→ **Exercise description**
Copy the records below word for word, leaving every line unchanged.

Records:

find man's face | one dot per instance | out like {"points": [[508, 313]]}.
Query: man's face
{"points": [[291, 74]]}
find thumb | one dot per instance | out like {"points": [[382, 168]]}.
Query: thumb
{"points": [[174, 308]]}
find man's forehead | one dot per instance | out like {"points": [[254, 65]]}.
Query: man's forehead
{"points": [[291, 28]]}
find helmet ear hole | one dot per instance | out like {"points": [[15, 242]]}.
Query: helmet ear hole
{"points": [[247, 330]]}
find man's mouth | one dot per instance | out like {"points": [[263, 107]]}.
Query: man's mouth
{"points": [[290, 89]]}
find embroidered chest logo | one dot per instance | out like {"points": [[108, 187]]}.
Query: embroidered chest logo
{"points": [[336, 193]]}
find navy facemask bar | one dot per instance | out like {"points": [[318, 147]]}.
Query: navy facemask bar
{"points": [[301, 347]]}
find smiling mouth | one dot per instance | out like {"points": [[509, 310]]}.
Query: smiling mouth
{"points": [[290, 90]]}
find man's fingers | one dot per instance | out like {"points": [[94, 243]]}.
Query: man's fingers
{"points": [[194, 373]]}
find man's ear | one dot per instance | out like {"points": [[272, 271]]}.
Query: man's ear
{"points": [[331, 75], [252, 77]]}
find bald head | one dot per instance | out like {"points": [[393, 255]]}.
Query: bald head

→ **Response below**
find man's face | one dot per instance | out like {"points": [[508, 313]]}.
Query: man's face
{"points": [[291, 74]]}
find thumb | one dot per instance | out like {"points": [[382, 168]]}.
Query: thumb
{"points": [[174, 308]]}
find man's forehead | one dot per instance | out like {"points": [[254, 65]]}.
Query: man's forehead
{"points": [[291, 28]]}
find helmet ear hole | one dot per instance | out like {"points": [[15, 242]]}.
Query: helmet ear hole
{"points": [[247, 330]]}
find man's mouth | one dot per instance | out like {"points": [[263, 107]]}.
Query: man's mouth
{"points": [[290, 89]]}
find embroidered chest logo | one dot per instance | out like {"points": [[108, 187]]}.
Query: embroidered chest logo
{"points": [[336, 193]]}
find navy facemask bar | one dot per instance | out like {"points": [[318, 147]]}.
Query: navy facemask bar
{"points": [[301, 347]]}
find smiling mouth | one dot per instance | out like {"points": [[509, 310]]}.
Query: smiling mouth
{"points": [[290, 90]]}
find man's fingers | one dot per instance | out like {"points": [[94, 243]]}.
Query: man's fingers
{"points": [[194, 373]]}
find man's ear | one dot per instance | out like {"points": [[272, 271]]}.
Query: man's ear
{"points": [[331, 75], [252, 77]]}
find bald head | one dot per instance | out like {"points": [[393, 255]]}.
Query: bald head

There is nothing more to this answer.